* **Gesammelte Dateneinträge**
☆ ☆ ☆ ☆ ☆

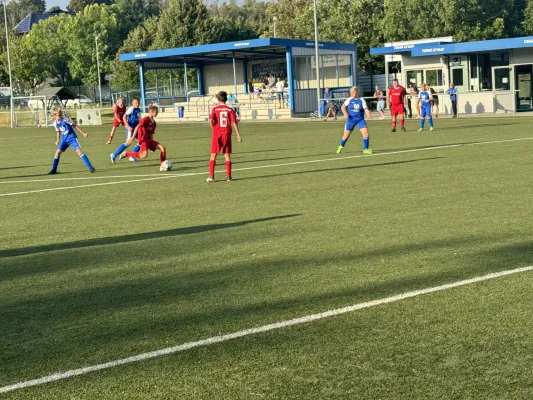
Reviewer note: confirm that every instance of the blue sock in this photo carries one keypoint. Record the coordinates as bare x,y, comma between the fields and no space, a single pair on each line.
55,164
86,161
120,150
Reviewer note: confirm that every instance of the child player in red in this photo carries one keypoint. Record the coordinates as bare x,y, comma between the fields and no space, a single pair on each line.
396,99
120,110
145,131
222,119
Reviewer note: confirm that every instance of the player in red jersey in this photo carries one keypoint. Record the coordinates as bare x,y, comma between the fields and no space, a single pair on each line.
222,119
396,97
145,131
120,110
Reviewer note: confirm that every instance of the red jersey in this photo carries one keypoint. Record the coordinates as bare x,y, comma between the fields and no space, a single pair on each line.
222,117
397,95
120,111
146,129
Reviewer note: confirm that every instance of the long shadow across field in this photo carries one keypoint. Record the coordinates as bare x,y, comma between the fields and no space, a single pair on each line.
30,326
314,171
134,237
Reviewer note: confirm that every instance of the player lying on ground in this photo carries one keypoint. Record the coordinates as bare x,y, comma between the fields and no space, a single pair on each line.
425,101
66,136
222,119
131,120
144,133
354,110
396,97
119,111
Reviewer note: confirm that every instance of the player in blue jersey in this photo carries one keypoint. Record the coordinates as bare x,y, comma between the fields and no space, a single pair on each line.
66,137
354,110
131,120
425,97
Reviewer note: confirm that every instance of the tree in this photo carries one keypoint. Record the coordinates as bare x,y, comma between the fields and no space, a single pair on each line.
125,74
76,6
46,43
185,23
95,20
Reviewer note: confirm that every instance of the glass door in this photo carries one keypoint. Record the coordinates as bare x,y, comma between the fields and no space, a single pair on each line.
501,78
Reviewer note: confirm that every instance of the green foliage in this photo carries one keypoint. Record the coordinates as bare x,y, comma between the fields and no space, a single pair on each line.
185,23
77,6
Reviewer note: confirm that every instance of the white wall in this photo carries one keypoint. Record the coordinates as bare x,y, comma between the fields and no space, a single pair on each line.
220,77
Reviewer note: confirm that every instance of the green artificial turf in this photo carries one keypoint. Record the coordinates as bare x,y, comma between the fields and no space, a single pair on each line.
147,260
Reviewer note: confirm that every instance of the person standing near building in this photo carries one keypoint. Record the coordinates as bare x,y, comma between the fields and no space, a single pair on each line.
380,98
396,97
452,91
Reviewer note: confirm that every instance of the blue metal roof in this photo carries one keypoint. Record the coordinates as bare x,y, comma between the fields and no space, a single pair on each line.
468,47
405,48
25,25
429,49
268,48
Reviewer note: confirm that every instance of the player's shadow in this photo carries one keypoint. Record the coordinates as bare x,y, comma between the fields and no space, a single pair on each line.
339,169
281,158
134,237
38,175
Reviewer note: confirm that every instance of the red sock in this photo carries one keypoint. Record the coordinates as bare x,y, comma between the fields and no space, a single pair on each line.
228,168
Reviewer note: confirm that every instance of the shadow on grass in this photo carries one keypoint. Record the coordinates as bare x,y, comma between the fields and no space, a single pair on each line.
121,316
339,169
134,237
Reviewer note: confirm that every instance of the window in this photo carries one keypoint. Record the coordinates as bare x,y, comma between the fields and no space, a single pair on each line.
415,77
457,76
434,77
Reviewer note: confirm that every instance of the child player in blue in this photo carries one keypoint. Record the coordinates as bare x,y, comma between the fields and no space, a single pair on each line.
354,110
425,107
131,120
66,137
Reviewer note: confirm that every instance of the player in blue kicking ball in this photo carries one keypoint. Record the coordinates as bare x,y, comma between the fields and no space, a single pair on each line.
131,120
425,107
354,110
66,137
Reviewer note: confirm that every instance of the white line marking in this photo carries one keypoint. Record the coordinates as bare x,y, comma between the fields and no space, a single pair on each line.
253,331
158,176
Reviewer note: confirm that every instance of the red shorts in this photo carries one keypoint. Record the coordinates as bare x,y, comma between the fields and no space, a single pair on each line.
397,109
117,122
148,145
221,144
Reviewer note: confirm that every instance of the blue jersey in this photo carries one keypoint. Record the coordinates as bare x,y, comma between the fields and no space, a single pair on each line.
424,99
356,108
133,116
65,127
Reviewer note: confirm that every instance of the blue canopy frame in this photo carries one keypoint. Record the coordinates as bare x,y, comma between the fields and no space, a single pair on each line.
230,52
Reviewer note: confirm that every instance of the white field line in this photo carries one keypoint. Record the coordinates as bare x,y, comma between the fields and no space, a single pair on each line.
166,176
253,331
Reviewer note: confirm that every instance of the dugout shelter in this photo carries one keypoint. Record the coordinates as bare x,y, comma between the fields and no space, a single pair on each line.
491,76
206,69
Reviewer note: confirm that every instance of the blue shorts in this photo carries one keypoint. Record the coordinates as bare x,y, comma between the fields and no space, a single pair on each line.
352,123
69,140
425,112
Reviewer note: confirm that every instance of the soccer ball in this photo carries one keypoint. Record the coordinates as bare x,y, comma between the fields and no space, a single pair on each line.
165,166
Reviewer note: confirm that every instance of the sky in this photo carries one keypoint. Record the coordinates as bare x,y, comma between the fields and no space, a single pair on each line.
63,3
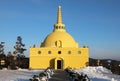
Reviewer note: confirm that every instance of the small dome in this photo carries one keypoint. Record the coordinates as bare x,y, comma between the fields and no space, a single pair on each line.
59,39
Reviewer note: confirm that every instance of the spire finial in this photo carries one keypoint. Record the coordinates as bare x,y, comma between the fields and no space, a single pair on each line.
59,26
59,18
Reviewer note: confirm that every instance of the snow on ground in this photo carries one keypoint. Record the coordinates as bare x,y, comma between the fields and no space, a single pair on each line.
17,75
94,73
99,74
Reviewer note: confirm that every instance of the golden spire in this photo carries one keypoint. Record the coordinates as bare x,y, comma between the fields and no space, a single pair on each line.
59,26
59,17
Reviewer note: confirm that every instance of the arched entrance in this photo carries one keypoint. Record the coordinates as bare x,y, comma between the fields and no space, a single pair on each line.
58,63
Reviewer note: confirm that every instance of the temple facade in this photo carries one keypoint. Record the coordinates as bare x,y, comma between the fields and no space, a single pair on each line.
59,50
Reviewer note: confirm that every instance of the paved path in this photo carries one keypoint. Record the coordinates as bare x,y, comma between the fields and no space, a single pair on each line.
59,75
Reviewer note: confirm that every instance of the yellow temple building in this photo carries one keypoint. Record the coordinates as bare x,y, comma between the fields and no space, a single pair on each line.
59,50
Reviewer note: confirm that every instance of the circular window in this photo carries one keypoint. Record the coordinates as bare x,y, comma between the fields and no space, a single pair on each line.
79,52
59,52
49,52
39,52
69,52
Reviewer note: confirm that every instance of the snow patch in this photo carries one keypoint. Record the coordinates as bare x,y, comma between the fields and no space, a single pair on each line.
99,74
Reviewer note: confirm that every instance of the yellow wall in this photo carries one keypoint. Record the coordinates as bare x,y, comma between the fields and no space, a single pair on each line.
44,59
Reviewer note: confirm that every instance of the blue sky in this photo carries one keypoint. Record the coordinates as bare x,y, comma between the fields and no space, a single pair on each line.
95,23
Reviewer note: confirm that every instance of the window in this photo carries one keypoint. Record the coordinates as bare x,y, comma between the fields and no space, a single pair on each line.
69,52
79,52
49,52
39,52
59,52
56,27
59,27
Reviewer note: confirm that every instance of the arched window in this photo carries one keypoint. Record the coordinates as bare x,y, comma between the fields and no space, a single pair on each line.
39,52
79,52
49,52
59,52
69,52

☆ ☆ ☆ ☆ ☆

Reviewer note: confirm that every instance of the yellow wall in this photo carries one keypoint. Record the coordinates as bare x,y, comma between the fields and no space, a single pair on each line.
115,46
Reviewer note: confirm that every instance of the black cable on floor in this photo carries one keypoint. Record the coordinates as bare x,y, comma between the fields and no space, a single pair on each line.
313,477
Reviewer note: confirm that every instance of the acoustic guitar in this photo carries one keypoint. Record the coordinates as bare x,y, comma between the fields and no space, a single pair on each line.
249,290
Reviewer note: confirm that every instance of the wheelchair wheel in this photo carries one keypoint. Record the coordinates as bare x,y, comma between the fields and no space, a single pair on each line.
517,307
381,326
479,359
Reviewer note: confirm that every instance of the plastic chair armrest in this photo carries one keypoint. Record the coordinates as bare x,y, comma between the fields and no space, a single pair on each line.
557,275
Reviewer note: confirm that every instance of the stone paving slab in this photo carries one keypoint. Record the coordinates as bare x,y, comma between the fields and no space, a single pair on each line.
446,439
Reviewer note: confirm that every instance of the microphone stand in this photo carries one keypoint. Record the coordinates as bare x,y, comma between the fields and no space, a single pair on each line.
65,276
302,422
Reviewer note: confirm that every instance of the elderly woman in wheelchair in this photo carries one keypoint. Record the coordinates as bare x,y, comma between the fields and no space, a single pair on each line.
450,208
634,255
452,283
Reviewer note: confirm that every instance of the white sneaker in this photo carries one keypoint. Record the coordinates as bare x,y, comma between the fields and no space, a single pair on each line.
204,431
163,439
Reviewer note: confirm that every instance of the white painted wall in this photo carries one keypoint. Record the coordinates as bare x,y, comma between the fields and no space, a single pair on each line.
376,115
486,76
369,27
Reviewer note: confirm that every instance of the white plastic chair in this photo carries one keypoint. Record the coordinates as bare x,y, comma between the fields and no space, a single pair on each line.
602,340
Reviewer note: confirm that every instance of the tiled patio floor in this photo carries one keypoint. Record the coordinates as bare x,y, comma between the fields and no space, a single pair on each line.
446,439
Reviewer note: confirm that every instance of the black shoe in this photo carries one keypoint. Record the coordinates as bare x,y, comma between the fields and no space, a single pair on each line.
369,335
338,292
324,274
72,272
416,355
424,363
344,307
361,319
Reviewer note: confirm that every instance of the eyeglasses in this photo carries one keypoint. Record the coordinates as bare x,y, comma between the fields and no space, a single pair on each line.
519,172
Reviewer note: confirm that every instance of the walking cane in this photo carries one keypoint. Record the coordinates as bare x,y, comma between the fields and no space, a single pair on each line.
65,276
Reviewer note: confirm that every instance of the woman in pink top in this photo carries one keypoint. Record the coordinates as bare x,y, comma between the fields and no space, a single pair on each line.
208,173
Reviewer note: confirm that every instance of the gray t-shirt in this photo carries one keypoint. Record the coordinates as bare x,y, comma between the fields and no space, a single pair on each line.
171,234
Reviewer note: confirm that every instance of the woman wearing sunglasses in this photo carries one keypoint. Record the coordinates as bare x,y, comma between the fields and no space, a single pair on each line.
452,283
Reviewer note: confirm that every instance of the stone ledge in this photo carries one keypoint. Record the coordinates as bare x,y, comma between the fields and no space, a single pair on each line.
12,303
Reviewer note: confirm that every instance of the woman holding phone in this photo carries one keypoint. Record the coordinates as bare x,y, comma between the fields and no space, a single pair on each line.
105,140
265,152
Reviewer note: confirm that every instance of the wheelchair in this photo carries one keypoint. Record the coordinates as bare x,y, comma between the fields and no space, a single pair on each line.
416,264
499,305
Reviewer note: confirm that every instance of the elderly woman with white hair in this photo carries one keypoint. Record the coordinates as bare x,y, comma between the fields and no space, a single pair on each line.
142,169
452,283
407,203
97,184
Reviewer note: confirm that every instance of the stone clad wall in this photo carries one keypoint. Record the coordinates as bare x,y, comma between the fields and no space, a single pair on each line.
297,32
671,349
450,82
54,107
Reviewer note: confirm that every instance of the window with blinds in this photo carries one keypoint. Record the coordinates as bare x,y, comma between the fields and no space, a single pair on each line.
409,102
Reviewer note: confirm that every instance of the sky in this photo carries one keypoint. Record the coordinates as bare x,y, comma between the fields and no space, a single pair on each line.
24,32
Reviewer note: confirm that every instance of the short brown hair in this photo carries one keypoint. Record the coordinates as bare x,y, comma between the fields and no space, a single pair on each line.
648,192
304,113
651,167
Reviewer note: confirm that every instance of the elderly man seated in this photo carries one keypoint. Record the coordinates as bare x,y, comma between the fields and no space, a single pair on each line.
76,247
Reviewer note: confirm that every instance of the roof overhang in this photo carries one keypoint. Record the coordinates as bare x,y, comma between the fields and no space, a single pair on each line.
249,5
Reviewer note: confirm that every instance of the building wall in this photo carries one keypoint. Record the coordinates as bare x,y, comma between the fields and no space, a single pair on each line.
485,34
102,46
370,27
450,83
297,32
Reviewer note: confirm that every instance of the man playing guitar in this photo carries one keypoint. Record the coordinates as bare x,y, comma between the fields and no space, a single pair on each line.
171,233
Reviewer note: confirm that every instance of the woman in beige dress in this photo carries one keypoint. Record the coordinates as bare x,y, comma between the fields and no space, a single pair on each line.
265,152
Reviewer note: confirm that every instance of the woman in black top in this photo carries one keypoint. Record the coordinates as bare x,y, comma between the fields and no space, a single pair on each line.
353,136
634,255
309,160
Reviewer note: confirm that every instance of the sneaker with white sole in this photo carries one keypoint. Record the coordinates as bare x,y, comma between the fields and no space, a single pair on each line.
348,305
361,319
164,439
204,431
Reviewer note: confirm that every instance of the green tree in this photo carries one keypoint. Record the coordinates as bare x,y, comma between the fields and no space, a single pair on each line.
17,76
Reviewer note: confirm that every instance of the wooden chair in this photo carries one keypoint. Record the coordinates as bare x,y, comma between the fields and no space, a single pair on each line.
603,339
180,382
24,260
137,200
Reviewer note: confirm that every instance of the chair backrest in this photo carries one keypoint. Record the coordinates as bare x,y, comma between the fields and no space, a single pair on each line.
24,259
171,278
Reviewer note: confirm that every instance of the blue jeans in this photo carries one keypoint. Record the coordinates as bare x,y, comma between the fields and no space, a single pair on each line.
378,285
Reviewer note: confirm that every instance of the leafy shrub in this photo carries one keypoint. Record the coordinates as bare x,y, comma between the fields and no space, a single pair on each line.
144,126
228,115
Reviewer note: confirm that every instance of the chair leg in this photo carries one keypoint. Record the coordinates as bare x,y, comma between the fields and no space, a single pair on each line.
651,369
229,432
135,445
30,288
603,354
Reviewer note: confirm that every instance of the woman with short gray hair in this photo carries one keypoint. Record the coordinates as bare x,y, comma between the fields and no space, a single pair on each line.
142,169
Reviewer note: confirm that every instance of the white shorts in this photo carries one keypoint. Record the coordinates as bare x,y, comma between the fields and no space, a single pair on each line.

☆ ☆ ☆ ☆ ☆

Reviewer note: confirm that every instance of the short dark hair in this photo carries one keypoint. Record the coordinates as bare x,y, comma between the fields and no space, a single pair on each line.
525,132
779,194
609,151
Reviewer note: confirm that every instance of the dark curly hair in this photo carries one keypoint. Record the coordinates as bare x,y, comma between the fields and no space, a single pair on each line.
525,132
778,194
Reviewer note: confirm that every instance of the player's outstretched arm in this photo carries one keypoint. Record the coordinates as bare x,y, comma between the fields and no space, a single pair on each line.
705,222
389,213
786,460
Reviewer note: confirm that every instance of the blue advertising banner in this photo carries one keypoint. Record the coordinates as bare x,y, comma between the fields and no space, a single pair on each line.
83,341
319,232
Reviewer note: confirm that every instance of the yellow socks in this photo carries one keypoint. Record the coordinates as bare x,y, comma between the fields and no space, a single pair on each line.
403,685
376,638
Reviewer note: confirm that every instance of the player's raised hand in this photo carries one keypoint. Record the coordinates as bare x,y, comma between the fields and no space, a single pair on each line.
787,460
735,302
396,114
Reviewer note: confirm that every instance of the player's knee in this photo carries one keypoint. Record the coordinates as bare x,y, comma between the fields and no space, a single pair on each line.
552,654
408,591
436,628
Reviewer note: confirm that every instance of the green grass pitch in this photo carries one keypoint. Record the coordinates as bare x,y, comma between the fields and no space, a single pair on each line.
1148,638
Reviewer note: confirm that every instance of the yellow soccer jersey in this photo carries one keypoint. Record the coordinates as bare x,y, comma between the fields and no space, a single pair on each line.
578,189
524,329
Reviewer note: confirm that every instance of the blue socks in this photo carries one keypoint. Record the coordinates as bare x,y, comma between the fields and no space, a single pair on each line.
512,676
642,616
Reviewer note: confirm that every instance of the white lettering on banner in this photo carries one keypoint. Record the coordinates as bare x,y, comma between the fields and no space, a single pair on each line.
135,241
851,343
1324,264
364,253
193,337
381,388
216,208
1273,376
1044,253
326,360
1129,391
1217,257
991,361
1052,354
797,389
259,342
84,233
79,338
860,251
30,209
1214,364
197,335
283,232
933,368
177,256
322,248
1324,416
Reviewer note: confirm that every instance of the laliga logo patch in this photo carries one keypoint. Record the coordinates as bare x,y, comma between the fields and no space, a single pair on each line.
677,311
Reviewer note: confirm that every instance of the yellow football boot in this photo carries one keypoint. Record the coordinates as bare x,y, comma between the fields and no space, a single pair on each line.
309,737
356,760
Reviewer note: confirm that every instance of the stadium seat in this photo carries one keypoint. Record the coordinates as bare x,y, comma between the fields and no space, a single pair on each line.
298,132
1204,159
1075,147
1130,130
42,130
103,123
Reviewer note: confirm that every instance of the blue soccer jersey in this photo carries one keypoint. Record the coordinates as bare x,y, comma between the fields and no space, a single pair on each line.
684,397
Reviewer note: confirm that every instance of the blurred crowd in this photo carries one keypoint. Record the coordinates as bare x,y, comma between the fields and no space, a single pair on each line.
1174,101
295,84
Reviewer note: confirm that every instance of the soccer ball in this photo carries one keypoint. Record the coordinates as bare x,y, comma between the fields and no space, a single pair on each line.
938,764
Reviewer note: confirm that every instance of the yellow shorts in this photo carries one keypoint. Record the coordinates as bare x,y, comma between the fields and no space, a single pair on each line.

☆ ☆ ☆ ☆ ☆

* **DEINE AUFGABE**
Führe jede Zeile der Einträge oben auf, in der das Wort „banner“ vorkommt, und übernimm sie dabei Wort für Wort.

* **ERGEBNIS DER ÜBUNG**
Reviewer note: confirm that every instance of the blue advertising banner in this photo carries one keypoint. Record the coordinates as bare x,y, comma between the fields and no space, a single pair on each line.
Reviewer note: confirm that every instance of the white lettering on banner in this photo carries one keypoint. Record the coordinates as bare x,y, comma between the fields and no space, a single pair on each line.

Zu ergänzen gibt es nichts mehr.